-- Opening Marker --

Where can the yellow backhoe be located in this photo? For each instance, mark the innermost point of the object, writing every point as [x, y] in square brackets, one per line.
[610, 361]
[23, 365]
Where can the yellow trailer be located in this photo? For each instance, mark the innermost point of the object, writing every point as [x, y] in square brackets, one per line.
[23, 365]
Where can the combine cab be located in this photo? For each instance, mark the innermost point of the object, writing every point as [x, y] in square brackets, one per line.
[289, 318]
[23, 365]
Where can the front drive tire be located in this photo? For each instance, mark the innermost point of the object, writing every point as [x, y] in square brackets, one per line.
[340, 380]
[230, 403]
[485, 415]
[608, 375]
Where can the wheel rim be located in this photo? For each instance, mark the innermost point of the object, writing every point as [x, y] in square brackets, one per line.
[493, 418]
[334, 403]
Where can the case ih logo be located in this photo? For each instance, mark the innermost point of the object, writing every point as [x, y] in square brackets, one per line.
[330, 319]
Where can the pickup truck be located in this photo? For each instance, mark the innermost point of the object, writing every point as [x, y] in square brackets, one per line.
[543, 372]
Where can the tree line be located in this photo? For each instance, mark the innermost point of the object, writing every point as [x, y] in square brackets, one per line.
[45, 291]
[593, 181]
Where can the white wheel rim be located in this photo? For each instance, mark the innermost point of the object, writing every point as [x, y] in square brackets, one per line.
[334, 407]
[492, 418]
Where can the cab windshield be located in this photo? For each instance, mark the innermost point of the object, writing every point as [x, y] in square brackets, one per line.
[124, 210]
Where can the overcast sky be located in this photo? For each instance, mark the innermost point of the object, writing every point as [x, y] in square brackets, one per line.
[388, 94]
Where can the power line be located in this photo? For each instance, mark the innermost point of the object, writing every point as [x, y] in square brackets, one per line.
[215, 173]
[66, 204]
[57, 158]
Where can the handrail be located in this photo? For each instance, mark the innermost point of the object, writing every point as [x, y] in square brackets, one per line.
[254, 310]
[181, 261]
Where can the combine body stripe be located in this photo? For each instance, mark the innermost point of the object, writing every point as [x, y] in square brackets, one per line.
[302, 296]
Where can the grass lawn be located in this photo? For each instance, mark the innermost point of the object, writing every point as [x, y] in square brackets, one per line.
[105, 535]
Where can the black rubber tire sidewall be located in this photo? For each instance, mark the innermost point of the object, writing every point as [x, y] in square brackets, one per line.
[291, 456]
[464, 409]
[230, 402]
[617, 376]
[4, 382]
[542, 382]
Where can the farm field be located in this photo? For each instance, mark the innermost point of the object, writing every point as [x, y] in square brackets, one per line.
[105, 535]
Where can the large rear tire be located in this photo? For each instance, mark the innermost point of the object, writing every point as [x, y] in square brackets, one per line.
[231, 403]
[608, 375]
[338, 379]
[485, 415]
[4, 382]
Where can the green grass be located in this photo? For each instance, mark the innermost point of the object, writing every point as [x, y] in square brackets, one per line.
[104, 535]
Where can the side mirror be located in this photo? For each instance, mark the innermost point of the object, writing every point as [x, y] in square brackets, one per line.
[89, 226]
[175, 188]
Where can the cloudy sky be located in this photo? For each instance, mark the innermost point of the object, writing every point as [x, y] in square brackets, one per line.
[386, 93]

-- Closing Marker --

Exercise requirements | All of the entries above must be output word for word.

Answer for the task |
Where can the yellow backhoe be located in this photo? For each instance, mark the innermost point of the object, writing every point as [x, y] in square brackets, one per line.
[610, 361]
[23, 365]
Where can the yellow trailer be located in this photo? For each instance, mark the innermost point of the object, writing every point as [x, y] in square brackets, one per line.
[23, 365]
Where can the combine cab be located in this photo? For each instance, mark the innermost point of the object, writing every point as [x, y] in square brackets, one per line.
[289, 318]
[23, 365]
Where can the front drive tire be located in this photo? For each instance, mark the innermost point of the object, writing every point as [x, y] in square brackets, one per line.
[340, 380]
[230, 403]
[485, 415]
[608, 375]
Where can the wheel rim be located in this photo? For each instance, mark the innermost point of the object, writing every point as [x, y] in square brackets, one per line.
[493, 418]
[334, 403]
Where can the case ih logo be located in this photo? For each instance, mark the innermost point of the object, writing every point as [x, y] in square brackets, one per line.
[330, 319]
Where can the pickup truck be located in this photo? For each instance, mark the innermost point of the object, writing every point as [x, y] in square brackets, one per line.
[543, 372]
Where can the tree line be located in this photo? For each instance, mark the innermost point of the object, writing every point as [x, y] in square brackets, one per line.
[45, 291]
[593, 181]
Where can the white wheel rim be located in this photo? For each instance, mark the innermost point of the object, writing every point as [x, y] in square brackets, one per line.
[334, 407]
[492, 418]
Where can the cab windshield be located in this photo? For each instance, mark the innermost point of the object, writing every point as [x, y] in square brackets, one per line.
[124, 210]
Where can the overcast sky be located in this photo? For each instance, mark the innermost point of the object, writing every point as [x, y] in square brackets, one per line.
[388, 94]
Where can the power line be located in this photo? For each instance, mark the innermost point of the object, writing every point as [x, y] in square brackets, one per line.
[215, 173]
[66, 204]
[57, 158]
Where can the handrail be located in this photo? For each instance, mark the innermost point of the object, writing every point as [x, y] in square brackets, one per line.
[254, 310]
[181, 261]
Where can the combine body stripe be located in this photo? For each instance, mark the innermost point of the object, writing every point as [x, y] in square brackets, one per line.
[302, 296]
Where can the grass lawn be located in this photo? For each instance, mark the innermost point of the object, writing every point as [x, y] in square brackets, one per line.
[105, 535]
Where can the black rubber tire sidewall be located in this photo? For each instance, mark the innermost point of the object, writing every point as [x, y] in square brackets, one per line.
[291, 456]
[464, 409]
[230, 402]
[617, 376]
[4, 382]
[542, 382]
Where can the farm field be located in this photo? For each instance, mark the innermost point of the object, writing every point as [x, y] in square brackets, one per line.
[105, 535]
Where can the large rear tire be located in this photo? For each instance, mark the innermost point of the object, writing every point as [x, y] in square brackets, one per line.
[231, 403]
[608, 375]
[338, 379]
[485, 415]
[4, 382]
Where can the green grass be located in this photo? For each instance, mark the innermost point of the object, writing every point as [x, y] in square brackets, one per line.
[104, 535]
Where can the side mirror be located in this photo? For each instance, mark the innermost point of the object, writing every point as [x, y] in square brackets, one per line.
[89, 226]
[175, 188]
Where can the cloudy sky be located in this photo? For each instance, mark the innermost point of the object, writing every point as [x, y] in square brackets, one per line.
[386, 93]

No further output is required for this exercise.